REQUIREMENT:
Quote the stretch of the listing from the line containing "Find every electrical" through the line containing "0, 386, 31]]", and give only those lines.
╭─ DATASET RECORDS
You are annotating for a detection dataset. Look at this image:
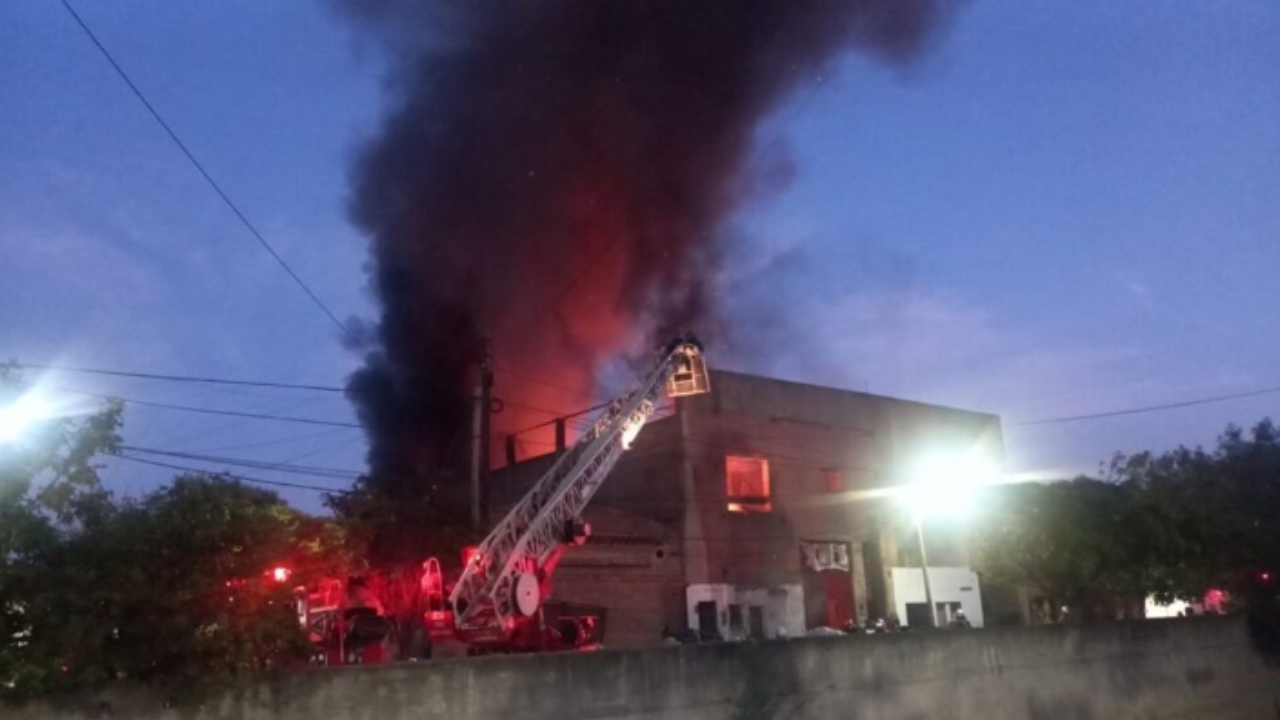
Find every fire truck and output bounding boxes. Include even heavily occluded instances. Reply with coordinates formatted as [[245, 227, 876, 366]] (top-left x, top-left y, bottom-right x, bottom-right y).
[[298, 334, 710, 665]]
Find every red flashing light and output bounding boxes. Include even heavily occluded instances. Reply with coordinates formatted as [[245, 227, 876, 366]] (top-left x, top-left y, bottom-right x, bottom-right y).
[[462, 544, 480, 568]]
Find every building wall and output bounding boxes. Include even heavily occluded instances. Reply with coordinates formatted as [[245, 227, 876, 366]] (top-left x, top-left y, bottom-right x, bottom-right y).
[[22, 619, 1280, 720], [892, 566, 986, 628], [481, 370, 1002, 647]]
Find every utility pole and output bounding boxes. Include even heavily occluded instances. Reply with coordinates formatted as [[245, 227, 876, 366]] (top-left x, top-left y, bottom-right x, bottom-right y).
[[471, 337, 493, 533], [915, 515, 938, 628]]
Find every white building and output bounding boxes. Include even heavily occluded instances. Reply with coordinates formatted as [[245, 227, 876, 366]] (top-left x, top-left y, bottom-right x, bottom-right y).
[[891, 568, 983, 628]]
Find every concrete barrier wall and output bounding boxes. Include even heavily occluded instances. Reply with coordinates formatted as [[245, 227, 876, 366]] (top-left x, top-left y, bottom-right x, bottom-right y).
[[15, 620, 1280, 720]]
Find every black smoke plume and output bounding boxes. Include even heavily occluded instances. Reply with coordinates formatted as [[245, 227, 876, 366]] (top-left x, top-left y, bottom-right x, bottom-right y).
[[340, 0, 943, 478]]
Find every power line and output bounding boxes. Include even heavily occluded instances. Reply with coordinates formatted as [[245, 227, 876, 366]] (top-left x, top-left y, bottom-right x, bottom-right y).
[[61, 0, 352, 338], [1005, 387, 1280, 428], [113, 455, 351, 495], [65, 389, 362, 428], [14, 363, 346, 392], [120, 445, 364, 480]]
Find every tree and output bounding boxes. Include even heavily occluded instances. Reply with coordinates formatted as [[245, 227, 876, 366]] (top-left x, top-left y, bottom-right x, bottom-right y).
[[975, 478, 1162, 619], [0, 368, 351, 698], [977, 420, 1280, 627]]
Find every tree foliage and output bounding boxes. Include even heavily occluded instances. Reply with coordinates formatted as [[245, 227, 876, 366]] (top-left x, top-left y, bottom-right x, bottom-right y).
[[975, 420, 1280, 620], [0, 368, 351, 700]]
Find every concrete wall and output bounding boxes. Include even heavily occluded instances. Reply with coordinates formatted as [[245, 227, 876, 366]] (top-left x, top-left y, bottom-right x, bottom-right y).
[[22, 619, 1280, 720]]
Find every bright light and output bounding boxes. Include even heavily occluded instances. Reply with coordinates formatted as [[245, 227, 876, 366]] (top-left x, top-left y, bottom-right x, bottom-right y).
[[622, 420, 644, 450], [902, 451, 1000, 519], [0, 391, 54, 443]]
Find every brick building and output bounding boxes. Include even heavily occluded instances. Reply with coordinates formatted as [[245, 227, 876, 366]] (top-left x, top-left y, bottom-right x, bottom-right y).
[[492, 370, 1002, 647]]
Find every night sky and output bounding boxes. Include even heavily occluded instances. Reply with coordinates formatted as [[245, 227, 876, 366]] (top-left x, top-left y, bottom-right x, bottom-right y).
[[0, 0, 1280, 509]]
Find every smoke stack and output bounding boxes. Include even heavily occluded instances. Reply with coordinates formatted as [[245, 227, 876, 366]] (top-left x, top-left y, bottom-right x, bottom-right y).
[[340, 0, 940, 477]]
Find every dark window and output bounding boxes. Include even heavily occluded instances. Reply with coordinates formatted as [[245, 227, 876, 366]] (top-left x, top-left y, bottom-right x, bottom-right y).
[[728, 605, 742, 630], [724, 456, 773, 512]]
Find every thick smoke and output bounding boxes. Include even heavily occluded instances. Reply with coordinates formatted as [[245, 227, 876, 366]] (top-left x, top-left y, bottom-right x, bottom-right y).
[[346, 0, 941, 477]]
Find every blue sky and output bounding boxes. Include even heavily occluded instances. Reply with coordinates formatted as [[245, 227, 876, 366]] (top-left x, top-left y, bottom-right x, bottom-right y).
[[0, 0, 1280, 507]]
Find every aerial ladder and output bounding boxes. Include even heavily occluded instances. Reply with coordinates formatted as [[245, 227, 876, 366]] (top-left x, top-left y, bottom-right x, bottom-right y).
[[424, 336, 710, 651]]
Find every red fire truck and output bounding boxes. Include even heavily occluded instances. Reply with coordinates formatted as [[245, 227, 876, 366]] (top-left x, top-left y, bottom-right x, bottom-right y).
[[298, 336, 710, 665]]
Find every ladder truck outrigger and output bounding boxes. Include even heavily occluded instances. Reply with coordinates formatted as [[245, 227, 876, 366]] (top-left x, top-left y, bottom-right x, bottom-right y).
[[422, 334, 710, 652]]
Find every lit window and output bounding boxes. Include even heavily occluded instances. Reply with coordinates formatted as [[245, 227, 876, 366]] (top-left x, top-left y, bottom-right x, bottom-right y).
[[724, 457, 773, 512]]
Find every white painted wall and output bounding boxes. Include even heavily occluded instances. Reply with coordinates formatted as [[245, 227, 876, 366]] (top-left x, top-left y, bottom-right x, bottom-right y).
[[891, 568, 983, 628], [685, 583, 804, 639]]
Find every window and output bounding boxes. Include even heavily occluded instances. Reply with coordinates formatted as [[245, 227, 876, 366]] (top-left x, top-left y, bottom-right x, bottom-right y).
[[728, 605, 742, 630], [724, 456, 773, 512]]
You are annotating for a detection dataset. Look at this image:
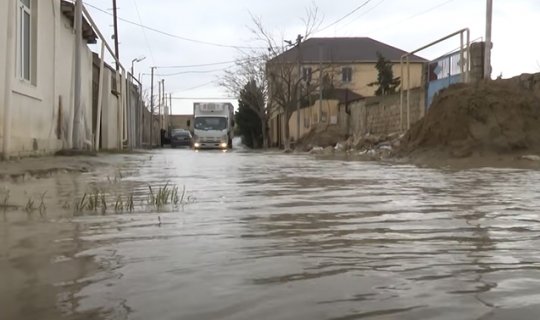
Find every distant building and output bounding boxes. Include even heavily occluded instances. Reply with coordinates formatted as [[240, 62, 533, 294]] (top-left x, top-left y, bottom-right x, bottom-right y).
[[266, 37, 427, 146]]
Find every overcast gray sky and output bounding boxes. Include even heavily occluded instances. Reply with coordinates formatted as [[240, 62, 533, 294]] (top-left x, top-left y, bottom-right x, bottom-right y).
[[85, 0, 540, 114]]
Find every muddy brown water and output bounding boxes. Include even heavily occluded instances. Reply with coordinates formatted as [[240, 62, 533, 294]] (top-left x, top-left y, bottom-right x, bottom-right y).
[[0, 149, 540, 320]]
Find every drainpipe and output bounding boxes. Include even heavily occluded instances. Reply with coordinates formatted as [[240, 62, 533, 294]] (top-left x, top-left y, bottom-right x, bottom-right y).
[[72, 0, 82, 150], [2, 1, 16, 160]]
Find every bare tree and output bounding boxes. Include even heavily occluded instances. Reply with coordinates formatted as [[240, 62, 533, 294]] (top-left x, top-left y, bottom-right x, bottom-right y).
[[220, 4, 322, 149], [219, 52, 268, 149]]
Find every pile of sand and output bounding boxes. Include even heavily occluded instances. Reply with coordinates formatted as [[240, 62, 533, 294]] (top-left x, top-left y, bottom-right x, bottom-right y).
[[398, 75, 540, 158]]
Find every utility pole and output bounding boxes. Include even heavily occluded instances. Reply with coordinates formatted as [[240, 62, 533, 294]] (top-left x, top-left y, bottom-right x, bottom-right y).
[[317, 44, 323, 123], [71, 0, 82, 150], [158, 79, 165, 134], [484, 0, 493, 80], [113, 0, 120, 72], [150, 67, 156, 149]]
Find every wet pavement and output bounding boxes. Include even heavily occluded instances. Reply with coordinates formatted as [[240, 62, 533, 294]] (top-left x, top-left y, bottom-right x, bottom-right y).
[[0, 149, 540, 320]]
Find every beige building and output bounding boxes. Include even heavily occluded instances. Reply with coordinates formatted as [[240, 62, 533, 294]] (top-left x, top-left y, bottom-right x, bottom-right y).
[[267, 37, 427, 146], [0, 0, 148, 158], [0, 0, 97, 156]]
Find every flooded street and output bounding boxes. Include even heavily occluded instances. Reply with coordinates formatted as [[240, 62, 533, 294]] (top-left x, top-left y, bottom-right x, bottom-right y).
[[0, 149, 540, 320]]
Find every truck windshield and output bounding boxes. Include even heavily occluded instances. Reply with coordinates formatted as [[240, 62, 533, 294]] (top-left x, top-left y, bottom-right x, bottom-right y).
[[195, 117, 227, 131]]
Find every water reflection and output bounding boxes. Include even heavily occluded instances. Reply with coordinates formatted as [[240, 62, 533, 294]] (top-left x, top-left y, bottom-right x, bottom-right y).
[[0, 150, 540, 319]]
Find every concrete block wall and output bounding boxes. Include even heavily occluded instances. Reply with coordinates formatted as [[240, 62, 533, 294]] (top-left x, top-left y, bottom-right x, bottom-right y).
[[340, 89, 425, 136]]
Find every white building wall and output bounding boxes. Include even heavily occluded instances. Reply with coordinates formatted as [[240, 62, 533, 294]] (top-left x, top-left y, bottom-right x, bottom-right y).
[[0, 1, 12, 153], [0, 0, 92, 156]]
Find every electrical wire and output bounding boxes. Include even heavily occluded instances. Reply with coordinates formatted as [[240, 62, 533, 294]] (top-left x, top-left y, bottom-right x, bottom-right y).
[[84, 2, 265, 49], [175, 80, 215, 91], [154, 68, 227, 77], [337, 0, 386, 31]]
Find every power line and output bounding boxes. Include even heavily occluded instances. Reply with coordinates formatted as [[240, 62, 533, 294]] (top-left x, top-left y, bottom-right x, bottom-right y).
[[171, 97, 238, 100], [156, 56, 264, 69], [317, 0, 371, 32], [84, 2, 265, 49], [133, 0, 156, 64], [154, 68, 227, 77], [360, 0, 455, 33], [337, 0, 386, 31], [396, 0, 455, 24], [175, 80, 218, 91]]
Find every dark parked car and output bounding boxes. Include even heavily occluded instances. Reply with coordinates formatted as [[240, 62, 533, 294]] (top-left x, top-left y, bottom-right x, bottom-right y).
[[171, 129, 193, 148]]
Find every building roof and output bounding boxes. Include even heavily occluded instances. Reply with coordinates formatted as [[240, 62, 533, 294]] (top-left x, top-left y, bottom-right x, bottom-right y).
[[61, 0, 98, 44], [270, 37, 427, 63]]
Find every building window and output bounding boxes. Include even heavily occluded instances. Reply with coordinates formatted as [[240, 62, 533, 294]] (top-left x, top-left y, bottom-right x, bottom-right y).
[[341, 67, 352, 82], [17, 0, 33, 82], [302, 67, 312, 82]]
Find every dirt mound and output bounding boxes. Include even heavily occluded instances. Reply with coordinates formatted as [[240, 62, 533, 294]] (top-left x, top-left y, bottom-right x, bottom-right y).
[[398, 75, 540, 158], [296, 125, 347, 151]]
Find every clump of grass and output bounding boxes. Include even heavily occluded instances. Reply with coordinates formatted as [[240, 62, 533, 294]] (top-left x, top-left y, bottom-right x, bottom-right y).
[[2, 190, 9, 214], [38, 191, 47, 217], [24, 197, 36, 214], [100, 193, 107, 214], [126, 193, 135, 213], [114, 195, 124, 213], [71, 182, 192, 214]]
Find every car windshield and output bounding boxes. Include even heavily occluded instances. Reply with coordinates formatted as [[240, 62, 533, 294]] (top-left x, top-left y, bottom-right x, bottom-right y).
[[195, 117, 227, 131]]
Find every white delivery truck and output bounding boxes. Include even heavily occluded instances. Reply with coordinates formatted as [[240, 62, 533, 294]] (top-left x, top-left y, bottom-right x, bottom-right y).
[[193, 102, 234, 149]]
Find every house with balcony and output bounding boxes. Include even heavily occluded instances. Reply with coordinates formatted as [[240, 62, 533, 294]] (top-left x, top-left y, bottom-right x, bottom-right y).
[[266, 37, 427, 146], [0, 0, 97, 158]]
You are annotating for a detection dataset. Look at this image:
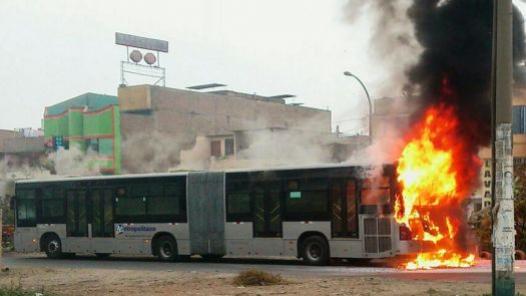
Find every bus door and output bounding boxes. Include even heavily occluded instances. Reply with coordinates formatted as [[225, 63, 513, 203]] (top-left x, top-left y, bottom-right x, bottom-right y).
[[66, 190, 89, 253], [330, 179, 358, 238], [66, 190, 88, 237], [90, 188, 115, 238], [252, 182, 282, 237]]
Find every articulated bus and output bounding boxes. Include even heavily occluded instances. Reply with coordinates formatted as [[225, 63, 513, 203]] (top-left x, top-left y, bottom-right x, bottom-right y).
[[13, 165, 417, 265]]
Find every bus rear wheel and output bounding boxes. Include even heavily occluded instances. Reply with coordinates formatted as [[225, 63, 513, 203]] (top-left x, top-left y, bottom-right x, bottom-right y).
[[155, 235, 178, 261], [301, 235, 329, 265], [43, 234, 63, 259]]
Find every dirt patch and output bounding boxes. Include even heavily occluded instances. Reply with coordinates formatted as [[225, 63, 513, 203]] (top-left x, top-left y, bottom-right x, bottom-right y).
[[0, 268, 526, 296]]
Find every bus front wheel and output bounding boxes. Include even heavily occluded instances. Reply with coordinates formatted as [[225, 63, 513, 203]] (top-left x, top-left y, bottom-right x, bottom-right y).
[[155, 235, 177, 261], [43, 235, 62, 259], [301, 236, 329, 265]]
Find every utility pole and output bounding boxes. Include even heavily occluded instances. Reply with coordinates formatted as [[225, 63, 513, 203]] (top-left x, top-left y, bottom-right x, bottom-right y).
[[491, 0, 515, 296]]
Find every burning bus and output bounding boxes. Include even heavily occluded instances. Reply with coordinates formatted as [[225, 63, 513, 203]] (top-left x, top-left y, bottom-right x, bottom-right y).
[[14, 165, 420, 265]]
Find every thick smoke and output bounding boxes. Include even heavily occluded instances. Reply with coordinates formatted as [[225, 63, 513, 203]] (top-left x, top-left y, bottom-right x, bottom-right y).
[[407, 0, 525, 149], [344, 0, 421, 96], [345, 0, 526, 149]]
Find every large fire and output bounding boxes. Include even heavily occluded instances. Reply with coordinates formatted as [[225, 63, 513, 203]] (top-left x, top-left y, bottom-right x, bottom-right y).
[[395, 104, 480, 269]]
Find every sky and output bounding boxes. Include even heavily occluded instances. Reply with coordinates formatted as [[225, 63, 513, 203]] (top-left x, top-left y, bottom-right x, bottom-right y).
[[0, 0, 526, 134]]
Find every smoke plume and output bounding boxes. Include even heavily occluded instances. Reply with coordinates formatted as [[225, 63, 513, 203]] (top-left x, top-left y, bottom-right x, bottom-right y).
[[407, 0, 525, 149]]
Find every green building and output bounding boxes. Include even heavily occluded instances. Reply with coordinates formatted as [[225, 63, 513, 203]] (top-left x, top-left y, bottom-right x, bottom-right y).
[[43, 93, 121, 174]]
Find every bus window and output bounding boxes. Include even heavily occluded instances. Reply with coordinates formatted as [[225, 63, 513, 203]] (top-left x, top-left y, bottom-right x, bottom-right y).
[[345, 181, 358, 237], [16, 189, 36, 227], [285, 179, 328, 221], [227, 191, 250, 222], [360, 177, 391, 214], [115, 184, 148, 217], [226, 174, 252, 222], [39, 187, 65, 223], [330, 180, 358, 237], [147, 183, 184, 217]]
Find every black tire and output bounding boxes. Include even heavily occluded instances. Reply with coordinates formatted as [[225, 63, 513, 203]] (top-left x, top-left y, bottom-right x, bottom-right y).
[[155, 235, 178, 261], [95, 253, 111, 259], [42, 234, 63, 259], [62, 253, 77, 259], [201, 254, 225, 260], [300, 235, 329, 265]]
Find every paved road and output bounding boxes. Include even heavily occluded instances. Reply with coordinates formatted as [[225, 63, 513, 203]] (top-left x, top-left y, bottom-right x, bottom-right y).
[[2, 253, 526, 284]]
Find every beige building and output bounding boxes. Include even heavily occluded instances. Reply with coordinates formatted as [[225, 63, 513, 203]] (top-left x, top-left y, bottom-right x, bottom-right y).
[[118, 85, 338, 173]]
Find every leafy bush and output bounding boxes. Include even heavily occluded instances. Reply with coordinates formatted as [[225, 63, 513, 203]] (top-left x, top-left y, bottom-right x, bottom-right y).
[[0, 283, 54, 296], [232, 269, 287, 286]]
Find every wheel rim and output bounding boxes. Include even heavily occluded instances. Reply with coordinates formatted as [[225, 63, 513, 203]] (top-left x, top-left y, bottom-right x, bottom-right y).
[[307, 243, 322, 261], [47, 240, 60, 253], [160, 242, 173, 258]]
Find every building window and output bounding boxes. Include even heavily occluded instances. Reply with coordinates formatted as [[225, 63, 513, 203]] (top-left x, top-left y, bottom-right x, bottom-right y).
[[210, 140, 221, 157], [86, 139, 99, 152], [225, 139, 234, 156], [512, 106, 526, 134]]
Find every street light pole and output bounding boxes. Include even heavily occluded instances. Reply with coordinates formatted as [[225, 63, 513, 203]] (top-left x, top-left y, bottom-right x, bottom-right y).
[[491, 0, 515, 296], [343, 71, 373, 144]]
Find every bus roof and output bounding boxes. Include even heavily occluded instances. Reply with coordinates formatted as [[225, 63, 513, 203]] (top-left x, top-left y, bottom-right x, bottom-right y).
[[15, 163, 387, 184]]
╰─
RESPONSE TO THE TASK:
Find every electrical wire and output bounding boxes. Include even heavily occluded instances. Reply with coordinates formatted as [[240, 62, 533, 294]] (top-left x, top-left y, bottom-right x, bottom-right y).
[[84, 2, 265, 49], [175, 80, 215, 91], [154, 68, 227, 77], [337, 0, 386, 31]]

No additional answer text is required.